(Collected data entries)
____

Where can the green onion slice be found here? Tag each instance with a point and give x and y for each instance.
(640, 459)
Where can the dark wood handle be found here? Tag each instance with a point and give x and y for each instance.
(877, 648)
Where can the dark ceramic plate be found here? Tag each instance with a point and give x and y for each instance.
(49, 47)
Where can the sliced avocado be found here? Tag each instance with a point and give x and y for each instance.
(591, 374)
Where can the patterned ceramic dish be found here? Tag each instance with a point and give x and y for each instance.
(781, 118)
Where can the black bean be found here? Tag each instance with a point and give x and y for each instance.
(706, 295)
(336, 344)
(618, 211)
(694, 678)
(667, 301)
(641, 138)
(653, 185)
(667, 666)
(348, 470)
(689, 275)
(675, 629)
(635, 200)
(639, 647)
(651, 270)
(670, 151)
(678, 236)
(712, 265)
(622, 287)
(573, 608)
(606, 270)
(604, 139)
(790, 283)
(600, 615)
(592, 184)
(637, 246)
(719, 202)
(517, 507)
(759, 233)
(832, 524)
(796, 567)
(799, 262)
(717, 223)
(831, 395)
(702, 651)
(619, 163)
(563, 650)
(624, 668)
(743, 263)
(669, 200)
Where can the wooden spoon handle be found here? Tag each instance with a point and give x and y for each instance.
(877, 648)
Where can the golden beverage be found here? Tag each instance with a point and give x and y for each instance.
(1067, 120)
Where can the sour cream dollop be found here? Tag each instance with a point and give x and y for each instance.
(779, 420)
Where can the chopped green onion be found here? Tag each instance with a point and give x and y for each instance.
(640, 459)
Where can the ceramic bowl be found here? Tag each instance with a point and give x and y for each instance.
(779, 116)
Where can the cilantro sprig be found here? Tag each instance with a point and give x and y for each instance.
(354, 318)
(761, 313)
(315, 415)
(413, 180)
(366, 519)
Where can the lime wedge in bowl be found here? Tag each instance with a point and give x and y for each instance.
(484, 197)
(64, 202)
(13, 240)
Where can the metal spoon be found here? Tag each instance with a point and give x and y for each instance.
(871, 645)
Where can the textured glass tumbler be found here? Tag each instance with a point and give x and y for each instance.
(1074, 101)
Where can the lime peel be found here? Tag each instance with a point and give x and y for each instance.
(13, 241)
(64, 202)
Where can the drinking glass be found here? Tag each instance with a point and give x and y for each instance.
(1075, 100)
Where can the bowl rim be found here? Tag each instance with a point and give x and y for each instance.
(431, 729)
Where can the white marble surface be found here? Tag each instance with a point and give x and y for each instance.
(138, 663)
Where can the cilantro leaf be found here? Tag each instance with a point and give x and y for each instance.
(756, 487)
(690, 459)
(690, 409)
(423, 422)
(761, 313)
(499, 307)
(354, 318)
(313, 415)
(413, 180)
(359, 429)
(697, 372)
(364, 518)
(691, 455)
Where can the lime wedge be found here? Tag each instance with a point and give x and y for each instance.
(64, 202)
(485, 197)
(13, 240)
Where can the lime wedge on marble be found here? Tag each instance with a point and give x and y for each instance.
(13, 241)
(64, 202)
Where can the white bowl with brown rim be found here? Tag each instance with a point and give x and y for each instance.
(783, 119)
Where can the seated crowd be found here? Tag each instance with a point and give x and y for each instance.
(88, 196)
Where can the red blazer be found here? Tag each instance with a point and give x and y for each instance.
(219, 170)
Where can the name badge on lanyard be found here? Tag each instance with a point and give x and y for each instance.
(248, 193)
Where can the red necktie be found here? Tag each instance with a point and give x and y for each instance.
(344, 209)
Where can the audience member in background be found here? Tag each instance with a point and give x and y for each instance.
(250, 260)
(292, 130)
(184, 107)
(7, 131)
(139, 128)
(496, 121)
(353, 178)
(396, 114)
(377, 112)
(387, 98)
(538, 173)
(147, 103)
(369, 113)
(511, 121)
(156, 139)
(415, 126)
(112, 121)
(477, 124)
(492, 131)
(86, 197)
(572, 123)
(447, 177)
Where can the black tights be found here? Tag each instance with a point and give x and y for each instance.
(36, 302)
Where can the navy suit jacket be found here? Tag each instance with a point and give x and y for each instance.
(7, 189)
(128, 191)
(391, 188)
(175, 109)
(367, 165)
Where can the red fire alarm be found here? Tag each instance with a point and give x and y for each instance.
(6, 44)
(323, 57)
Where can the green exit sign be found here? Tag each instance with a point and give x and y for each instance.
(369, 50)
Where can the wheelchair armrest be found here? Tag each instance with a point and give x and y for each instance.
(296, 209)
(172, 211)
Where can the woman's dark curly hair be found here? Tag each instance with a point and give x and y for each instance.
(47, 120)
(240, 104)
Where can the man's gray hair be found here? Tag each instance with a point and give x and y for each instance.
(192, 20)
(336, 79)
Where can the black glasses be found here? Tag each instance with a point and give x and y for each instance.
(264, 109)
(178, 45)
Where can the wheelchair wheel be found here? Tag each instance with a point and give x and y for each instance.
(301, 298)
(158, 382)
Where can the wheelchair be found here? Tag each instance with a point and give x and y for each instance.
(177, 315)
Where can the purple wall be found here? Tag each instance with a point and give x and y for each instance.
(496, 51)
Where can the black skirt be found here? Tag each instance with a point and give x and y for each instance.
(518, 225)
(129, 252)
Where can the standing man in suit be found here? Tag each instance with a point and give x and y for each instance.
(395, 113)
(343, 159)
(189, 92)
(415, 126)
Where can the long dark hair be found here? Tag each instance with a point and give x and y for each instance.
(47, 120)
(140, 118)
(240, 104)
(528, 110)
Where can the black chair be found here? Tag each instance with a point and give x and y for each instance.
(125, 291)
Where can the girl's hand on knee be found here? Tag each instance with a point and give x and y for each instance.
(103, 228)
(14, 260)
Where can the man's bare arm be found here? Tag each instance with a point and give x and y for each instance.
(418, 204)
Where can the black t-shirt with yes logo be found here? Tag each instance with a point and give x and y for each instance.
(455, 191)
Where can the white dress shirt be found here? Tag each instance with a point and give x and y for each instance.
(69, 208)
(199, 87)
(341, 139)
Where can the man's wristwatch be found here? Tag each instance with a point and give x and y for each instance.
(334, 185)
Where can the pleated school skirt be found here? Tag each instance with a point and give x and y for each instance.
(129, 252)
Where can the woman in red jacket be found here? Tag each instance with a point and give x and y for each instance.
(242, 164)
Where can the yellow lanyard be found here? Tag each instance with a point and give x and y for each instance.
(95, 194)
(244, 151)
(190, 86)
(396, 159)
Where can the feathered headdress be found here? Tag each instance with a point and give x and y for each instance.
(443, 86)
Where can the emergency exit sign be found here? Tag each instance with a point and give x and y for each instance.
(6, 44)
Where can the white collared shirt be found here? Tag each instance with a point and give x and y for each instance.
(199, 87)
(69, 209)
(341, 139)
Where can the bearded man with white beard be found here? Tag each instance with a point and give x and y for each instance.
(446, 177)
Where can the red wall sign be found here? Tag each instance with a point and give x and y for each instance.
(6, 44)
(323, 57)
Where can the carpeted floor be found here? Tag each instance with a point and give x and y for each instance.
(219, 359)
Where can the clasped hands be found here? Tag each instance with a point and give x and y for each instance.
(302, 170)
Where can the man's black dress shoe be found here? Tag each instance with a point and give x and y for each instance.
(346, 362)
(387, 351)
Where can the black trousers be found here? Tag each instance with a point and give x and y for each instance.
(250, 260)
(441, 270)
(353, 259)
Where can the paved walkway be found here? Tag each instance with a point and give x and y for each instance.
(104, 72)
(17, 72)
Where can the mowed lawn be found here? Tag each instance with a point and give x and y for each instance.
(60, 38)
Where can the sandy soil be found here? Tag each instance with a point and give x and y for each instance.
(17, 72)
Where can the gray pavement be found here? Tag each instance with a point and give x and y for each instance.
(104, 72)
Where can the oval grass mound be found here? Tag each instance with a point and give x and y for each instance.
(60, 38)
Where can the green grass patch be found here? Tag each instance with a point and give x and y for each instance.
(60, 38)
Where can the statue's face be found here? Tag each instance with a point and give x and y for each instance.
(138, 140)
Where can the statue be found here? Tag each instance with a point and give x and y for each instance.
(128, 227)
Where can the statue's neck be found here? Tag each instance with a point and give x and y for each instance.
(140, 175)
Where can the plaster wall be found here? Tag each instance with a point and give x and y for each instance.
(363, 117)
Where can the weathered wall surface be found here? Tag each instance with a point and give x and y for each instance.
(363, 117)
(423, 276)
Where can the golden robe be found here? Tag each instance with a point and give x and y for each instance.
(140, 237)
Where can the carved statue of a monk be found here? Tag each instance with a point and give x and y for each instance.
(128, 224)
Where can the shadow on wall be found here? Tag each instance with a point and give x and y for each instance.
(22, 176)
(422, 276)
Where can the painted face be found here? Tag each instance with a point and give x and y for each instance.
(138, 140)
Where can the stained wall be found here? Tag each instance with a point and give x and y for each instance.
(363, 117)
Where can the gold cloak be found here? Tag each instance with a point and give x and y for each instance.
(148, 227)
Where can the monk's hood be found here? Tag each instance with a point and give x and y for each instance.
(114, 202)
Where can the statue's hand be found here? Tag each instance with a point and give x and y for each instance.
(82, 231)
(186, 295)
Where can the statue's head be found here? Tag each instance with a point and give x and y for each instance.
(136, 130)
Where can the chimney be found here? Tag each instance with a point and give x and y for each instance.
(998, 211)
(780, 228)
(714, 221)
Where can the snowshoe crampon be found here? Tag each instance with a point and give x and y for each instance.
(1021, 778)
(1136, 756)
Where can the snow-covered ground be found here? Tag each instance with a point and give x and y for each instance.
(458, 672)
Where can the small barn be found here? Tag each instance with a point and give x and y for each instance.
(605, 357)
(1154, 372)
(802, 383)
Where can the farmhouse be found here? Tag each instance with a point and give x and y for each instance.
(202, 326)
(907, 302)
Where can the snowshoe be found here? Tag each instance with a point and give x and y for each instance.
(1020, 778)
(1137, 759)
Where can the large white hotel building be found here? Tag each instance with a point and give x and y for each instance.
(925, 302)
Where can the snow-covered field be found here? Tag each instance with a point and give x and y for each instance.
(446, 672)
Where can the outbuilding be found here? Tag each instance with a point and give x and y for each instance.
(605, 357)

____

REQUIREMENT - Retype exactly, and only, the lines that run from the one with "Where can the farmhouse" through the final line of the entries.

SOLVED PROBLEM -
Where can the farmhouse be found here? Tag each instance with a point and give x and y for each instance.
(202, 326)
(907, 302)
Where can the snowshoe be found here? Tag each instance with a point and give x and y for each instance.
(1020, 778)
(1137, 759)
Where can the large white hotel building be found here? Tag each instance with a point and give x and y for each instance.
(925, 302)
Where can the snow-covered field be found here? Tag each instance with a point and give x and y for each instance.
(446, 672)
Where can the outbuilding be found here? Tag each instance with a point and give x and y for each instance.
(605, 357)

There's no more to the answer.